> _Text passage_
- - - - -
Breeding for Chlorogenic Acid Content in Eggplant: Interest and Prospects

Chlorogenic acid (5-O-caffeoyl-quinic acid; CGA) is an ester of caffeic acid and (-)-quinic acid with many beneficial properties for human health, such as anti-oxidant, anti-inflammatory, cardioprotective, anti-carcinogenic, anti-obesity, and anti-diabetic properties. This has raised an interest for the development of new crop cultivars with increased CGA content. One of the crops with higher CGA content is eggplant (Solanum melongena). There is a wide diversity for CGA content in cultivated eggplant germplasm, which is influenced by the fruit developmental stage, storage conditions, and environmental factors. Therefore, appropriate experimental designs are required for an efficient breeding. Several strategies are proposed for breeding for high CGA content such as intraspecific variation, selection among accessions, development of hybrids and lines with good agronomic and commercial characteristics, or introgression of the high CGA trait in élite lines. Some wild relatives, like S. incanum, present higher CGA contents than those of eggplant. Interspecific hybridization can be used to introgress favorable alleles from the wild species into the genetic background of cultivated eggplant. Fruit flesh browning, as a result of CGA oxidation by polyphenol oxidases, could be a side effect of increasing the CGA content in eggplant. However, experimental results indicate that the relationship between CGA content and fruit flesh browning is low or moderate. Furthermore, selection for low polyphenol oxidase activity might result in reduced fruit flesh browning. Overall, the available data suggest that the development of eggplant cultivars with improved functional quality resulting from a higher CGA content is feasible.
- - - - -
> _Data excerpt_
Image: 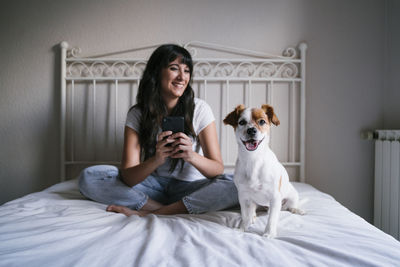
- - - - -
> _Task directions_
Answer these questions from the text on chlorogenic acid in eggplant:
(a) Chlorogenic acid is an ester of which two compounds?
(b) Which wild relative is named as having higher CGA contents than eggplant?
(c) What causes fruit flesh browning, according to the text?
Answer from the text on chlorogenic acid in eggplant alone, not from the listing.

> _Solved problem_
(a) Caffeic acid and (-)-quinic acid.
(b) S. incanum.
(c) The oxidation of CGA by polyphenol oxidases.